Task details: Go through the listing below and output exactly the line with "I'd appreciate it if you could identify where the blue", the line with "I'd appreciate it if you could identify where the calm", and each line between; omit the rest.

Data extracts:
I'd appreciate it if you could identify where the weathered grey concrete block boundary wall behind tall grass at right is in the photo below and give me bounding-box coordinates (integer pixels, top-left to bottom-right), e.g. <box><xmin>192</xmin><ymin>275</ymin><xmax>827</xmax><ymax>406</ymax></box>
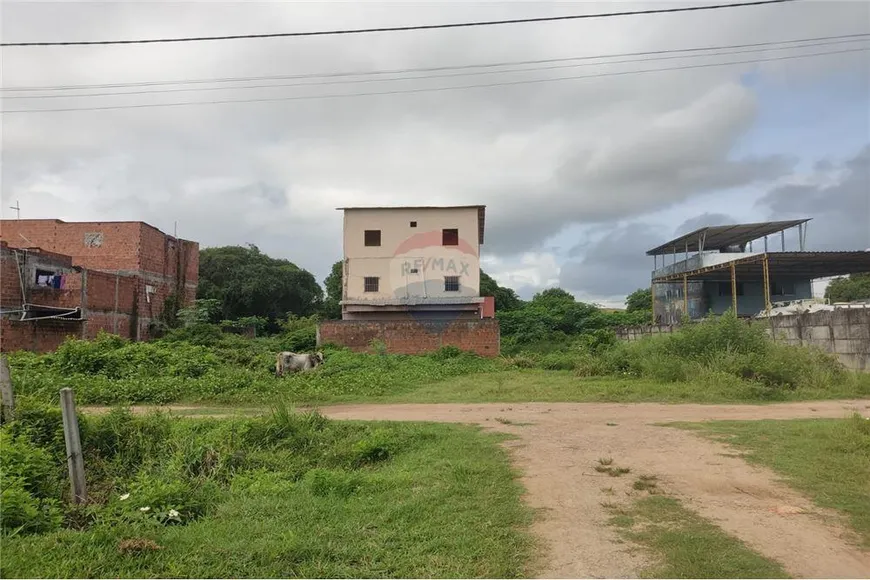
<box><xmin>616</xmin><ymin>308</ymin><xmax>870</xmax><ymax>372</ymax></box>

---

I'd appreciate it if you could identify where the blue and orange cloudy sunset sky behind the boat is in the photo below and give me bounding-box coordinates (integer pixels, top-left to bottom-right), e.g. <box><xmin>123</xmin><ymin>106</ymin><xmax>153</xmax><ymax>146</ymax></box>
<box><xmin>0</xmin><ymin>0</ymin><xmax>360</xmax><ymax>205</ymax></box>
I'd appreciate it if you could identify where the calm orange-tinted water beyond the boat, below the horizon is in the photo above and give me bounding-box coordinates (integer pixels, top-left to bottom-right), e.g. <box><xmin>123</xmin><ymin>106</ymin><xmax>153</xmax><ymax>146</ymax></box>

...

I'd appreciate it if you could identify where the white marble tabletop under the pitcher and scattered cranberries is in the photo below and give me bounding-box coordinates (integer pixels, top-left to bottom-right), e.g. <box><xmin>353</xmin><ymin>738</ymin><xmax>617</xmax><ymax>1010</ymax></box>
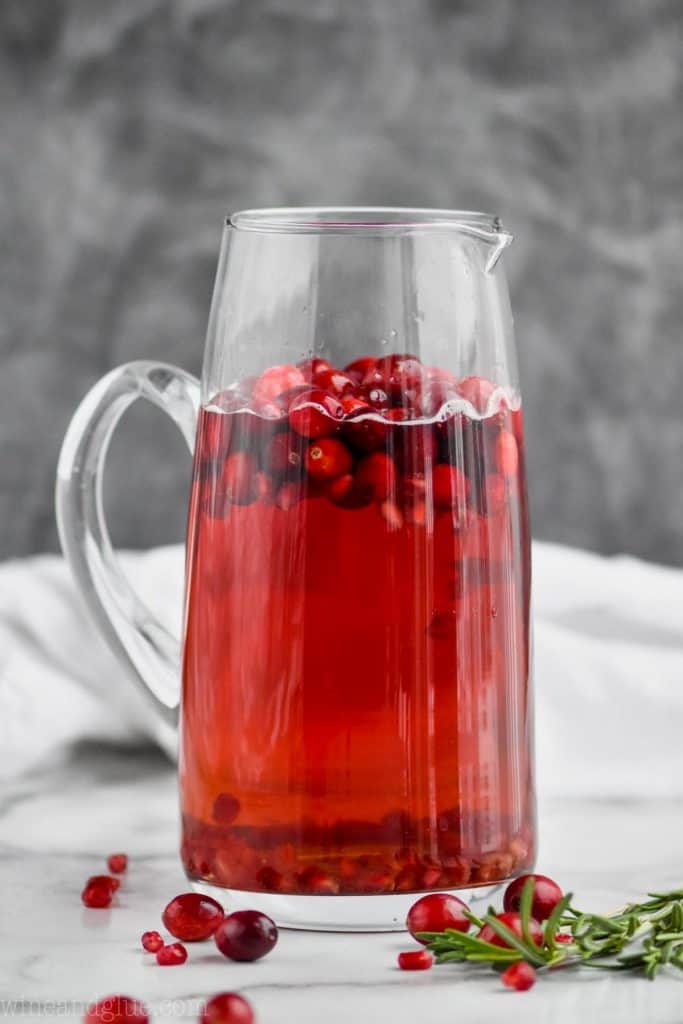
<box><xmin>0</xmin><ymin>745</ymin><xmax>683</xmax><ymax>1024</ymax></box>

Result:
I'd appreciate it if you could identify where the blue and orange cloudy sunset sky behind the boat is in the photo below and give me bounding-box coordinates (integer pixels, top-left to bottom-right), e.g. <box><xmin>123</xmin><ymin>106</ymin><xmax>153</xmax><ymax>146</ymax></box>
<box><xmin>0</xmin><ymin>0</ymin><xmax>360</xmax><ymax>205</ymax></box>
I'd appreciate it if you could identify where the calm orange-tinted water beyond the boat, below the horizon is in the photo above and give me bounding-box coordinates (integer pixels, top-left to bottom-right), e.g. <box><xmin>123</xmin><ymin>106</ymin><xmax>153</xmax><ymax>146</ymax></box>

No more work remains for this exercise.